[DATA RECORDS]:
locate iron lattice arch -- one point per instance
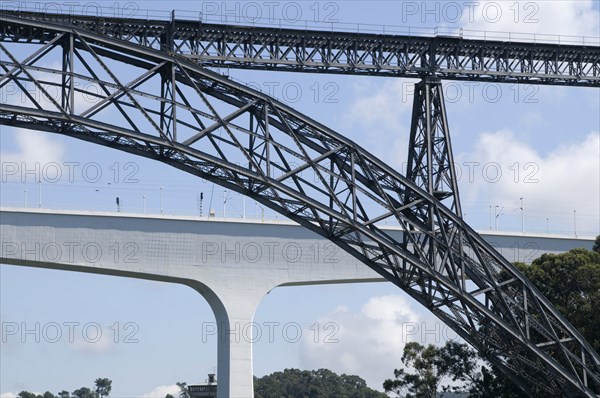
(161, 106)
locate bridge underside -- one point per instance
(166, 107)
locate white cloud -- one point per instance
(33, 148)
(380, 118)
(354, 343)
(553, 185)
(161, 391)
(569, 18)
(93, 343)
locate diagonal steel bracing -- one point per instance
(164, 107)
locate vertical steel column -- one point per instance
(431, 167)
(430, 160)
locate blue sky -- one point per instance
(545, 141)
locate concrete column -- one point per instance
(234, 308)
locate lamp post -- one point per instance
(522, 216)
(497, 215)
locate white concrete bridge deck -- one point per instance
(232, 263)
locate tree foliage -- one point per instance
(322, 383)
(430, 366)
(102, 385)
(571, 281)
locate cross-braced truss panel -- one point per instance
(162, 106)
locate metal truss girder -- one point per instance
(310, 174)
(333, 52)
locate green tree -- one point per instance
(84, 392)
(322, 383)
(103, 387)
(183, 390)
(27, 394)
(430, 365)
(571, 281)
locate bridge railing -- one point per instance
(132, 10)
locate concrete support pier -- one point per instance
(232, 263)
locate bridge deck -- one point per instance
(251, 47)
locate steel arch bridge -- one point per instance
(132, 89)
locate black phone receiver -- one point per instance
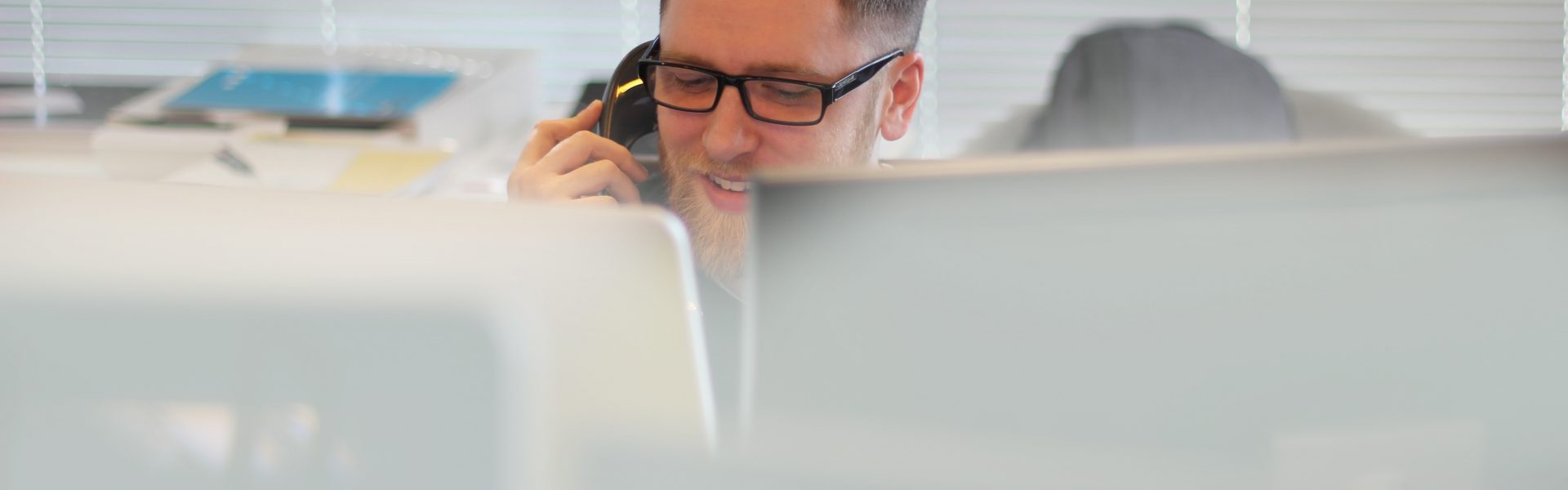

[BRIEF]: Please repeat every line from the listing above exactly as it appears. Drop the pictures.

[SOLUTION]:
locate iron lattice arch -- one point per instance
(161, 106)
locate bridge underside -- one point per instance
(166, 107)
locate white cloud -- one point per instance
(33, 148)
(380, 118)
(354, 343)
(553, 185)
(161, 391)
(569, 18)
(93, 343)
locate diagonal steel bracing -- one point per instance
(164, 107)
locate vertical steel column -- one point per instance
(431, 167)
(430, 160)
locate blue sky -- one point per instance
(545, 141)
locate concrete column -- one point per instance
(234, 308)
locate lamp post -- one point per instance
(522, 216)
(497, 215)
locate white concrete bridge deck -- one point per instance
(232, 263)
locate tree foliage -- one point per instance
(322, 383)
(430, 366)
(102, 385)
(571, 281)
locate cross-braced truss panel -- one point per instance
(162, 106)
locate metal truss girder -- one point per instance
(310, 174)
(333, 52)
locate green tree -- one point per instance
(84, 392)
(322, 383)
(103, 387)
(183, 390)
(27, 394)
(430, 365)
(571, 281)
locate bridge railing -- one point per instance
(132, 10)
locate concrete support pier -- one point per instance
(232, 263)
locate bridge deck -- one point per instance
(251, 47)
locate steel arch bridge -- one point per instance
(132, 89)
locate black phone receiver -- one point per instance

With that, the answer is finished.